| Приведённый отрывок |
================
Устаю. Говорят, я сильно похудела. Вид, действительно, скверный. Но такая интенсивность, такая напряженность мне нравится. Приятно заниматься у Юрия. Тихо, спокойно, одна; и в то же время все, каждая вещь говорит о Юрии. Видимся недолго, но оба весь день живем этим моментом.
Дома? Я совсем потеряла дом. Мамочку совсем не вижу, она работает у Фаусек, а когда я возвращаюсь, она спит. Правда, просыпается, и тут происходят очень неприятные сцены. «Вот, все бегаешь к Юрию, не можешь заниматься дома… Я ему удивляюсь». Вчера это кончилось тем, что я попросила никогда со мной о Юрии не говорить. Все это очень противно.
Теперь уже моя жизнь больше чем на 2/3 проходит вне этого дома. М<ожет> б<ыть>, это и нехорошо: я так жду прихода Юрия, мы так радостно встречаемся, я прихожу домой и даже не здороваюсь. Знаю все, что произошло с Юркой за день, и не представляю обстановки, в кот<орой> работает Мамочка.
Боюсь экзаменов? Даже — нет. Даже азарт какой-то появился: проскачу или нет? Ничего не знаю, но еще две недели… В общем, время бешеное. Скорее бы уж только.
20 марта 1927. Воскресенье
С каждым днем, с каждой встречей Юрий становится мне все ближе и ближе… Сегодня днем мы ходили гулять в парк St. Cloud, потом весь вечер одни провели у нас. Я читала ему отрывки из своего сфаятского дневника. Никогда и не думала, что буду кому-нибудь их читать…
«И уж ничто не разделяло нас!..»
Да, уж как-то совсем ничего не разделяет. Я теперь даже не знаю, может ли быть что-нибудь такое, что бы я не смогла Юрию сказать. Но какое это счастье — такая близость!
================
| Исходные записи |
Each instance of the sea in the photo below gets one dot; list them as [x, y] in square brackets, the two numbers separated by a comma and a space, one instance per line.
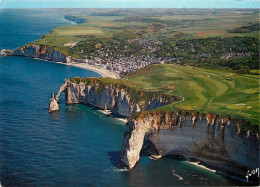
[77, 146]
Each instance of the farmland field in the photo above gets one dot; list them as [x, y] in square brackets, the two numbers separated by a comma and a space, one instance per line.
[174, 24]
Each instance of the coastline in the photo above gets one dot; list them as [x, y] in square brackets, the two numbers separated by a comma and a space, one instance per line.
[103, 72]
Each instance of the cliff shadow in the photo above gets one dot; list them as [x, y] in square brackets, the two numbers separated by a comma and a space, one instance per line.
[114, 157]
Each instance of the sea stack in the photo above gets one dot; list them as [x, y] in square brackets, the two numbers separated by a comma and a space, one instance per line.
[54, 106]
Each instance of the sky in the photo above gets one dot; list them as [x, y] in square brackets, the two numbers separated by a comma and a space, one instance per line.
[129, 3]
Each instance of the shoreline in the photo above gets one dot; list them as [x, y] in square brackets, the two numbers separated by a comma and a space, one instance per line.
[103, 72]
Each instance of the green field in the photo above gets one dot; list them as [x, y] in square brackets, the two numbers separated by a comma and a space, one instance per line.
[174, 24]
[204, 90]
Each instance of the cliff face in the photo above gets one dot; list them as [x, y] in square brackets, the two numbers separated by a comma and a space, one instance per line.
[209, 138]
[109, 97]
[36, 51]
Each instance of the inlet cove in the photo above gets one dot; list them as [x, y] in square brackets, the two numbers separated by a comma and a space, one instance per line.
[130, 97]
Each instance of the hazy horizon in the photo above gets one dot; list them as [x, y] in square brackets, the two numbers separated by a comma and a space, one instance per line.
[130, 4]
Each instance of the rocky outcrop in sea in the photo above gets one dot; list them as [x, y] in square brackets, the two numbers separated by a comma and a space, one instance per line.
[209, 137]
[37, 51]
[110, 97]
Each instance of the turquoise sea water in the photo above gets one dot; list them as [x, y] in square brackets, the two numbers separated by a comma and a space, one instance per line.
[77, 146]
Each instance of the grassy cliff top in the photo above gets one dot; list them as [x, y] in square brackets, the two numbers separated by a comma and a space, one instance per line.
[136, 94]
[204, 90]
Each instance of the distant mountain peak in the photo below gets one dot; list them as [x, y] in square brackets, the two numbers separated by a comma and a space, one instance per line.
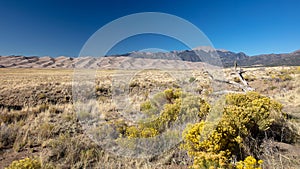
[205, 48]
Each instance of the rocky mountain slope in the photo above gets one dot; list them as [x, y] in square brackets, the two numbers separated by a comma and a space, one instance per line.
[136, 60]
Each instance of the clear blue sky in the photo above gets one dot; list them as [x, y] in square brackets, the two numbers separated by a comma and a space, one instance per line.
[58, 27]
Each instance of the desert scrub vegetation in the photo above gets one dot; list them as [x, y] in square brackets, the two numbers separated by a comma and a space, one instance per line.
[234, 141]
[25, 163]
[164, 110]
[47, 129]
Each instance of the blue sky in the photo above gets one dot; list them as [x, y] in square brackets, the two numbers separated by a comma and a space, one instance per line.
[57, 27]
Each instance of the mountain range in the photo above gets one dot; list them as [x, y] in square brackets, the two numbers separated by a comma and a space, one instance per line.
[186, 59]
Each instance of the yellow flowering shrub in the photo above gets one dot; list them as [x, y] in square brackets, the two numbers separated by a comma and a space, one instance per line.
[249, 163]
[178, 107]
[244, 116]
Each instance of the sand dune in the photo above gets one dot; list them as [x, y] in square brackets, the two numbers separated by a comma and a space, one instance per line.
[121, 62]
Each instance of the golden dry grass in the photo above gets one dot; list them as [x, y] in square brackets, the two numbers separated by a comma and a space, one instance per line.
[38, 118]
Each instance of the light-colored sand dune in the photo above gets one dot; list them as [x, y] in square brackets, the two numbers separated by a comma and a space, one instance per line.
[120, 62]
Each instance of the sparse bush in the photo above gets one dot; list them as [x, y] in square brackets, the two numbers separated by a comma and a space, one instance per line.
[25, 163]
[249, 163]
[178, 108]
[244, 116]
[192, 79]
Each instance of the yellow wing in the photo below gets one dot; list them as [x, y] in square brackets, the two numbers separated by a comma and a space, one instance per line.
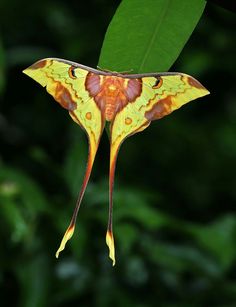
[160, 95]
[65, 81]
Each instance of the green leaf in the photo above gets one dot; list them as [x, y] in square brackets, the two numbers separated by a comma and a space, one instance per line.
[149, 35]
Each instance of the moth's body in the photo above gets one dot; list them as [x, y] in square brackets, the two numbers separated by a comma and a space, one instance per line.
[112, 93]
[129, 102]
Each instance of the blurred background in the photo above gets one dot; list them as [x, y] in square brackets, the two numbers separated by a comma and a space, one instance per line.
[174, 201]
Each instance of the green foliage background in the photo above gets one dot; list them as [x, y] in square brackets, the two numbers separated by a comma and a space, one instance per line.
[174, 215]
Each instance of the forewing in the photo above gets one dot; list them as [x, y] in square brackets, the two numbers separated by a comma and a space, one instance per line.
[66, 82]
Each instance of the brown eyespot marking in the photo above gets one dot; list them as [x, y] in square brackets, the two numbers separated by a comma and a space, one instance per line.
[88, 115]
[128, 121]
[193, 82]
[158, 83]
[39, 64]
[71, 72]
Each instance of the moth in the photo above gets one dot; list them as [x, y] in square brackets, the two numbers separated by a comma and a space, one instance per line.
[130, 102]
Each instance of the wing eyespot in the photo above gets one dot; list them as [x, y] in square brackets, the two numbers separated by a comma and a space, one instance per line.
[71, 72]
[128, 121]
[158, 83]
[88, 115]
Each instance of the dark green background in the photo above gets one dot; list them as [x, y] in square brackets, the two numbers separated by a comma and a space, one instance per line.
================
| Задания |
1) Воспроизведите без изменений часть отрывка от «Дома? Я совсем» до «это очень противно.».
2) Ответьте по отрывку:
(а) У кого работает Мамочка?
(б) В каком парке гуляли днём 20 марта 1927 года?
(в) Что в тот вечер читали Юрию?
Отвечайте только по отрывку, без других источников.

| Ответы к заданиям |
1)
Дома? Я совсем потеряла дом. Мамочку совсем не вижу, она работает у Фаусек, а когда я возвращаюсь, она спит. Правда, просыпается, и тут происходят очень неприятные сцены. «Вот, все бегаешь к Юрию, не можешь заниматься дома… Я ему удивляюсь». Вчера это кончилось тем, что я попросила никогда со мной о Юрии не говорить. Все это очень противно.

2)
(а) У Фаусек.
(б) В парке St. Cloud.
(в) Отрывки из сфаятского дневника.